YOUR TASKS
A. According to the stock option plan below, on what date did the Non-Qualified Plan become effective?
B. Reproduce the stretch of the stock option plan below from "EXHIBIT 4.2" through "of the Company.".

SELECTION
________________
EXHIBIT 4.2
ZYGO CORPORATION
AMENDED AND RESTATED NON-QUALIFIED
STOCK OPTION PLAN
1. Purpose
The purpose of the Zygo Corporation Amended and Restated Non-Qualified
Stock Option Plan (the "Non-Qualified Plan") is to aid Zygo Corporation and its
subsidiaries (the "Company") in attracting and retaining people of exceptional
ability by enabling selected individuals to purchase a proprietary interest in
the business, thereby stimulating in such individuals an increased desire to
render greater service, which will contribute to the continued growth and
success of the Company.
2. Amount and Source of Stock
Except as otherwise permitted pursuant to paragraph 6 hereof, the total
number of shares of the Company's Common Stock, par value $.10 per share, which
may be issued under the Non-Qualified Plan shall not exceed 4,850,000 and may be
authorized and unissued shares, or may be issued and reacquired shares, as the
Board of Directors may from time to time determine. If an option shall expire or
terminate for any reason without having been exercised in full, the unpurchased
shares covered thereby shall be added to the shares otherwise available for
options under the Non-Qualified Plan.
3. Effective Date and Term of Plan
The Non-Qualified Plan became effective on September 3, 1987, the date on
which it was initially approved by affirmative vote of the Board of Directors of
the Company. The term during which options may be granted under the
Non-Qualified Plan commenced on its effective date and, subject to the approval
of the stockholders of the Company, shall continue as hereby amended and
restated until September 3, 2002.
________________
Part of a data file
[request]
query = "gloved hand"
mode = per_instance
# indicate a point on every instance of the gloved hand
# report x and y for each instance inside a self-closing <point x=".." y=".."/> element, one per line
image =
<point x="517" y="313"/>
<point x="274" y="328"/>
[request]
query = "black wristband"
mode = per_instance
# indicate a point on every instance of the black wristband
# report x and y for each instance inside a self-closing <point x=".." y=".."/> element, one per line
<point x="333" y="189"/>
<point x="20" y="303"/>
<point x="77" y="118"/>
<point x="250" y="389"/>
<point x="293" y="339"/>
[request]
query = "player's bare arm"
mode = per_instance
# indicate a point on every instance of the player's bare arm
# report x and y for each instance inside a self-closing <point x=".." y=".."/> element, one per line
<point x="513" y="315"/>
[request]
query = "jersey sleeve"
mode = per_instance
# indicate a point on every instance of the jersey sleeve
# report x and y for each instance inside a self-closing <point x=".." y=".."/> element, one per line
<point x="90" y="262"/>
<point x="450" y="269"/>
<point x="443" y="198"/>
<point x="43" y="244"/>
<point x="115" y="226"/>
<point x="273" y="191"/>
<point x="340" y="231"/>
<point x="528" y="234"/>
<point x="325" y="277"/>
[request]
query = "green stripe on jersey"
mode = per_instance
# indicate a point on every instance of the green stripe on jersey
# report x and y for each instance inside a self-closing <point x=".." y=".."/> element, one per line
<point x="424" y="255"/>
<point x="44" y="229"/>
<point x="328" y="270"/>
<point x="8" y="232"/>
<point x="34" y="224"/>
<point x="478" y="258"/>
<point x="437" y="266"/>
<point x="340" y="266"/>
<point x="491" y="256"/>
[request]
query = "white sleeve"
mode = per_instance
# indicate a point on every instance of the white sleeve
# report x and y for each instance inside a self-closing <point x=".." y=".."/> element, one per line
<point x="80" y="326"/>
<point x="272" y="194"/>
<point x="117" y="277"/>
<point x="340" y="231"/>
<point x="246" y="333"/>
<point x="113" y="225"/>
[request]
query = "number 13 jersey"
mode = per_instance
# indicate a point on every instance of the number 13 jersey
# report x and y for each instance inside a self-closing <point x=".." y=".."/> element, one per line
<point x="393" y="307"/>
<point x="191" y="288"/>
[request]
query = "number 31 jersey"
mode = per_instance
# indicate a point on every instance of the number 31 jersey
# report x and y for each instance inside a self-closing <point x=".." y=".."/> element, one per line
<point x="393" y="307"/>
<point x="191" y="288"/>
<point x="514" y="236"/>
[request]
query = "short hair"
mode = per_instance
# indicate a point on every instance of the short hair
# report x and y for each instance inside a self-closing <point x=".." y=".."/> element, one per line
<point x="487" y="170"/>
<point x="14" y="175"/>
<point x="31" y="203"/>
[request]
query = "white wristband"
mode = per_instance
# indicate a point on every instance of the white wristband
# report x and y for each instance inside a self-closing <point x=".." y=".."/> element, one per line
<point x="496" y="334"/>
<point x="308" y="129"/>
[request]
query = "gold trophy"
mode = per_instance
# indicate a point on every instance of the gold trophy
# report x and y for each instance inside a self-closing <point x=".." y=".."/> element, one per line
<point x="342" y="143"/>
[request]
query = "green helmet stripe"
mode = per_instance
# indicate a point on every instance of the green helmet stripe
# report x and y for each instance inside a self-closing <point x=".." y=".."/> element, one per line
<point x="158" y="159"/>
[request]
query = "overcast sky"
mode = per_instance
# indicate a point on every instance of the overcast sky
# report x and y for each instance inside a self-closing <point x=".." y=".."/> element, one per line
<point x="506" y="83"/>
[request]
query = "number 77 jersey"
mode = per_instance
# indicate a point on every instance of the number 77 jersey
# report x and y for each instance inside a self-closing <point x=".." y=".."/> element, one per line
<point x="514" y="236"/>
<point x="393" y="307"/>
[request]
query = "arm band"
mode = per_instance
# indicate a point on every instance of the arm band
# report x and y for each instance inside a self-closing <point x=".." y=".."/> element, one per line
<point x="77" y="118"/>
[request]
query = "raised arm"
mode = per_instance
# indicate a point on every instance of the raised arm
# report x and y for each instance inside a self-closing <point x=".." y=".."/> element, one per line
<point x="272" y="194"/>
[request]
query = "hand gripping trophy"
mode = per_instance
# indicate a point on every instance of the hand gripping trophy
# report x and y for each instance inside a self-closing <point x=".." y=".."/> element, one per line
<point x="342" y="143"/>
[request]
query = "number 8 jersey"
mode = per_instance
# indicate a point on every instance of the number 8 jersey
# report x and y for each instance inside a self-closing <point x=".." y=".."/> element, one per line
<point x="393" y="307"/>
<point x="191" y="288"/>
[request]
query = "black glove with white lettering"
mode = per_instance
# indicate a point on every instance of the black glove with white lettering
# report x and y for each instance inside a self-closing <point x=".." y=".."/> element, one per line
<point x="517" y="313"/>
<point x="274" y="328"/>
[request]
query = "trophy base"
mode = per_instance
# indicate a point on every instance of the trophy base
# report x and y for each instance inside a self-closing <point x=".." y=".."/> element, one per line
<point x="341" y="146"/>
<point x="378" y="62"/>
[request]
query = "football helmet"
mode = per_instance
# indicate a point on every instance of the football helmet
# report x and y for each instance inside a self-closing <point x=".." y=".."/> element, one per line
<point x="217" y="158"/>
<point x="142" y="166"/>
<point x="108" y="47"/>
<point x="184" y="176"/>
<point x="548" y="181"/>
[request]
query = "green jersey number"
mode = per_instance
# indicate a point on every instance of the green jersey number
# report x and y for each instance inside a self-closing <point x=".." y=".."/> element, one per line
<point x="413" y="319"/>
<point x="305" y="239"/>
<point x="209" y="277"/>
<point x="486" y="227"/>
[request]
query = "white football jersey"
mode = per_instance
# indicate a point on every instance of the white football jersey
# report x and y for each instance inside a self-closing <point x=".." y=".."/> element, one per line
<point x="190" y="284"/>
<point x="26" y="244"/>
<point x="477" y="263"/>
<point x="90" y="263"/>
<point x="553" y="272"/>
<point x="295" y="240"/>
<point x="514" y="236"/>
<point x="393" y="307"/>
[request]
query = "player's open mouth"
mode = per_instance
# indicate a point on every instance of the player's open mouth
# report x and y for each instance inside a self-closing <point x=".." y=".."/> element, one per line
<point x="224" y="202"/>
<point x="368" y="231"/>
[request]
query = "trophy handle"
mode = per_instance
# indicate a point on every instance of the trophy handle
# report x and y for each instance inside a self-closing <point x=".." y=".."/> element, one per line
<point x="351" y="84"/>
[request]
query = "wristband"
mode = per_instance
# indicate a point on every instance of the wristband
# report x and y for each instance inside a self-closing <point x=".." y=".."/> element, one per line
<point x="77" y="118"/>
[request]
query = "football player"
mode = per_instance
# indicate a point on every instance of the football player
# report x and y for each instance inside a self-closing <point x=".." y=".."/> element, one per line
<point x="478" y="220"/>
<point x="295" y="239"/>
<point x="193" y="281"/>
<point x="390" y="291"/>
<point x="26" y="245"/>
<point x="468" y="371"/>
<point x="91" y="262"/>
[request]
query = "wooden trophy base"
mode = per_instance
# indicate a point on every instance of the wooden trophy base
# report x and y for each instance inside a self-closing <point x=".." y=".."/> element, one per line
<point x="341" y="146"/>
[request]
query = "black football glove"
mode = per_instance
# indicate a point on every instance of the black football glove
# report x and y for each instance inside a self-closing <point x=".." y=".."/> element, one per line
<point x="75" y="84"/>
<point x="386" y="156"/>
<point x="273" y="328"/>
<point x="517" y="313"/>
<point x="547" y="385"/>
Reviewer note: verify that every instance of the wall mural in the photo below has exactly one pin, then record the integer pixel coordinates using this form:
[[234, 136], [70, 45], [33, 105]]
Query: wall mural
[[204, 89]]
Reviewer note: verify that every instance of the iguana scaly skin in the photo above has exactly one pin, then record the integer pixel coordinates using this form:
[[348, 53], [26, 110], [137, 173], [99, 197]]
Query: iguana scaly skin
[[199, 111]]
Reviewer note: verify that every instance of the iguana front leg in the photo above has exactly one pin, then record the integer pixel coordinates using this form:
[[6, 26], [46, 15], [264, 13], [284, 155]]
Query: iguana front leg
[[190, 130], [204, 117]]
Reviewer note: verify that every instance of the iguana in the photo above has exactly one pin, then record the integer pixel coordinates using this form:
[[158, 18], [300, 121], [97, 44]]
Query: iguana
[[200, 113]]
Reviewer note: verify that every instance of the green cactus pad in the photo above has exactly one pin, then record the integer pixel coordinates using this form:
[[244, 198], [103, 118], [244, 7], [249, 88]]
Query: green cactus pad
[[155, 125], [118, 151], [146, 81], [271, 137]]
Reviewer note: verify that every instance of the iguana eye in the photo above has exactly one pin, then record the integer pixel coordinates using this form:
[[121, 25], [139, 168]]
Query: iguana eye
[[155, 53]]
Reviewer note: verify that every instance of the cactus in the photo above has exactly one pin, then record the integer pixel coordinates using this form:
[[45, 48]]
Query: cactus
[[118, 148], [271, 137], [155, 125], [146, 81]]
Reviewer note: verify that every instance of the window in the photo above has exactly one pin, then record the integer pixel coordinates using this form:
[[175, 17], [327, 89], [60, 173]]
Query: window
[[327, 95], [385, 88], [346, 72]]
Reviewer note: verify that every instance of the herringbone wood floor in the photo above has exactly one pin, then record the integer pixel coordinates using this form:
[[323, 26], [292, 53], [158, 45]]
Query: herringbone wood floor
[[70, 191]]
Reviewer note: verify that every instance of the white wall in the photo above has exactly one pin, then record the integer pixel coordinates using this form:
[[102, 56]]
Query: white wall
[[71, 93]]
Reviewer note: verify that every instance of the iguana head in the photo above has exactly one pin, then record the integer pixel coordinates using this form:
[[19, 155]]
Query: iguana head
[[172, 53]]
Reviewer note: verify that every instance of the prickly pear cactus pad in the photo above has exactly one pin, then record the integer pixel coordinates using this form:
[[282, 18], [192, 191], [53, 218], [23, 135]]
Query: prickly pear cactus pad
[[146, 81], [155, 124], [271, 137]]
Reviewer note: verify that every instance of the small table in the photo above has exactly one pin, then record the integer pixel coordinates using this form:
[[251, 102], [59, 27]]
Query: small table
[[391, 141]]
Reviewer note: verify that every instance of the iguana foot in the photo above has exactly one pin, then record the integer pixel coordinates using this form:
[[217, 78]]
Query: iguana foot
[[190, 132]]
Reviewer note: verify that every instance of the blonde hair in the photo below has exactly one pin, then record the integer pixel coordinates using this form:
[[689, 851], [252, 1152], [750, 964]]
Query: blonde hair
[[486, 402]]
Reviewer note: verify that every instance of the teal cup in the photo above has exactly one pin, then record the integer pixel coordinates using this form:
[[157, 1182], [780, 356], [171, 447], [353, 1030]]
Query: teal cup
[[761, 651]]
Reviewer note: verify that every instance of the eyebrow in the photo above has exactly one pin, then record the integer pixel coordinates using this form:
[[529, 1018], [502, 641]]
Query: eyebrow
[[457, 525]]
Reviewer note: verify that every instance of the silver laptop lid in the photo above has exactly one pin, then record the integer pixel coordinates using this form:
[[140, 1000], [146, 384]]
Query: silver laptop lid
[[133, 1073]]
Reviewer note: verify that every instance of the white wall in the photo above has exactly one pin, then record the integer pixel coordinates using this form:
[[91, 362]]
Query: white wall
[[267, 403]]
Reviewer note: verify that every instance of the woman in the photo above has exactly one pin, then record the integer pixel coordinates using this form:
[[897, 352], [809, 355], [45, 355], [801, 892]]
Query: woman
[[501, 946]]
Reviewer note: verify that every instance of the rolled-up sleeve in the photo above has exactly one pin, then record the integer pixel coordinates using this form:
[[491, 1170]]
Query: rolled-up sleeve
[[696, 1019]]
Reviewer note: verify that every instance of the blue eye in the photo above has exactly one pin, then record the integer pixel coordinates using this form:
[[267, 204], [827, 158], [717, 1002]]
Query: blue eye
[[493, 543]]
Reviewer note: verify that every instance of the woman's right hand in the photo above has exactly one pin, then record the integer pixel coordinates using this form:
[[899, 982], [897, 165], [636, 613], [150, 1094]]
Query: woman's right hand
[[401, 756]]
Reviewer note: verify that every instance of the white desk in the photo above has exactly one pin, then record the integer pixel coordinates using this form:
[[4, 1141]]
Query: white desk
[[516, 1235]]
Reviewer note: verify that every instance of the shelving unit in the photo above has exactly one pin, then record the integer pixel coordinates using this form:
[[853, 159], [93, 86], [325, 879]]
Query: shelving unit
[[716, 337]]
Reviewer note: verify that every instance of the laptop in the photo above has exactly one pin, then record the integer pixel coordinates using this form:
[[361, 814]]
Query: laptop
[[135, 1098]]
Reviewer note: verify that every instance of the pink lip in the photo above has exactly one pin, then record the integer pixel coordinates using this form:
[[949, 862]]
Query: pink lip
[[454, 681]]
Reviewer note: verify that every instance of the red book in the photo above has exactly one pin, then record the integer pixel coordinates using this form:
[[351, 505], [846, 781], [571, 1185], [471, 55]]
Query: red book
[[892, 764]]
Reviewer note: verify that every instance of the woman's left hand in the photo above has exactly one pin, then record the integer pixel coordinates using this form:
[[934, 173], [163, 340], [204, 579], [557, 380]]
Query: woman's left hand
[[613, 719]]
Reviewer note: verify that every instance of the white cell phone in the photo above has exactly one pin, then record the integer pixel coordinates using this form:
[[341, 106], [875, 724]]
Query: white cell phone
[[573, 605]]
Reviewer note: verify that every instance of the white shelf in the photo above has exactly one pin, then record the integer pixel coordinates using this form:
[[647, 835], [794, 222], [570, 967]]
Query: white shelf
________________
COMPLETED EXERCISE
A. September 3, 1987

B.
EXHIBIT 4.2
ZYGO CORPORATION
AMENDED AND RESTATED NON-QUALIFIED
STOCK OPTION PLAN
1. Purpose
The purpose of the Zygo Corporation Amended and Restated Non-Qualified
Stock Option Plan (the "Non-Qualified Plan") is to aid Zygo Corporation and its
subsidiaries (the "Company") in attracting and retaining people of exceptional
ability by enabling selected individuals to purchase a proprietary interest in
the business, thereby stimulating in such individuals an increased desire to
render greater service, which will contribute to the continued growth and
success of the Company.